TEXT SHOWN:
::::::::
Hindustan Times, Delhi | ByAdrija Roychowdhury
Aug 22, 2019 09:36 PM IST

The Centre collected 233 photographs of Mehrauli through the 1970s, 80s and 90s, during their neighbourhood museum project in 2017.

When Mohammad Tauhir was 12, he was gifted a camera by his parents. The excited teenager, who had moved into the south Delhi neighbourhood of Mehrauli in the 1970s, would dress up and stride around his neighbourhood with his brother carefully photographing everything around that fascinated him. More than 140 of these photographs will soon make their way to the Delhi visual archives of the Centre for Community Knowledge at the Ambedkar University.

Centre for Community Knowledge collected 233 photographs of Mehrauli through the 1970s, 80s and 90s.(HT FILE)
Centre for Community Knowledge collected 233 photographs of Mehrauli through the 1970s, 80s and 90s.(HT FILE)
::::::::
MATERIAL:
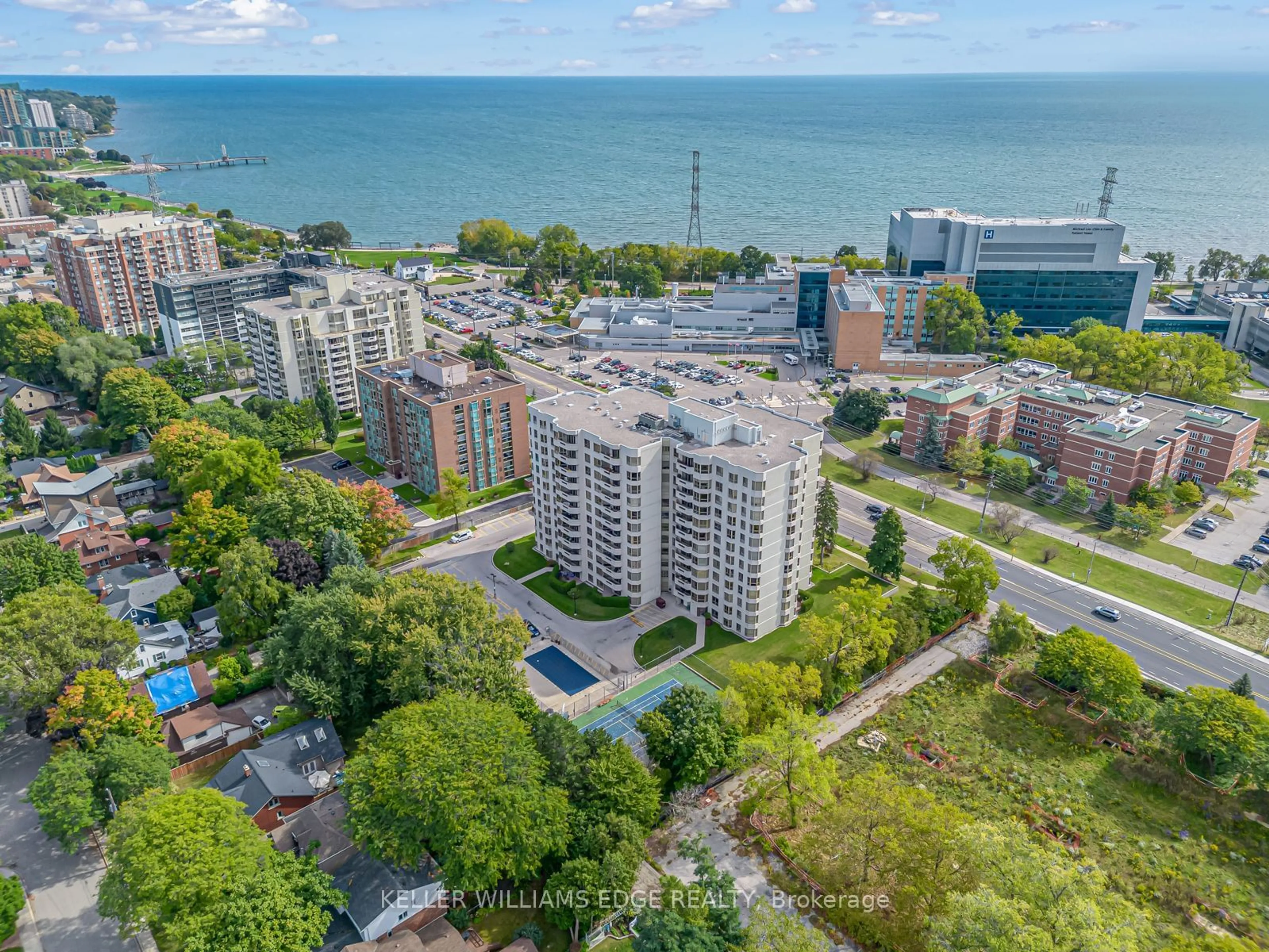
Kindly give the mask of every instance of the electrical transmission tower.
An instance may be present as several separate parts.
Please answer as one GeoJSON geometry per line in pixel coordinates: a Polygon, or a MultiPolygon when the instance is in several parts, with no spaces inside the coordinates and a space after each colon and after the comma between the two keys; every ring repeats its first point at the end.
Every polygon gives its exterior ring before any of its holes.
{"type": "Polygon", "coordinates": [[[1113,165],[1107,166],[1107,175],[1101,180],[1101,198],[1098,199],[1098,218],[1105,218],[1110,213],[1110,205],[1114,204],[1112,195],[1117,184],[1117,179],[1114,177],[1117,171],[1119,170],[1113,165]]]}
{"type": "Polygon", "coordinates": [[[688,247],[703,247],[700,240],[700,153],[692,152],[692,215],[688,218],[688,247]]]}
{"type": "Polygon", "coordinates": [[[700,280],[700,260],[704,242],[700,240],[700,152],[692,151],[692,213],[688,217],[688,247],[697,246],[697,280],[700,280]]]}
{"type": "Polygon", "coordinates": [[[155,153],[147,152],[141,156],[141,161],[145,162],[146,185],[148,186],[151,210],[159,214],[160,204],[162,199],[162,191],[159,189],[159,167],[155,165],[155,153]]]}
::::::::
Which decades does the article on the Mehrauli photographs mention? List each one once.

COMPLETE OUTPUT: 1970s, 80s, 90s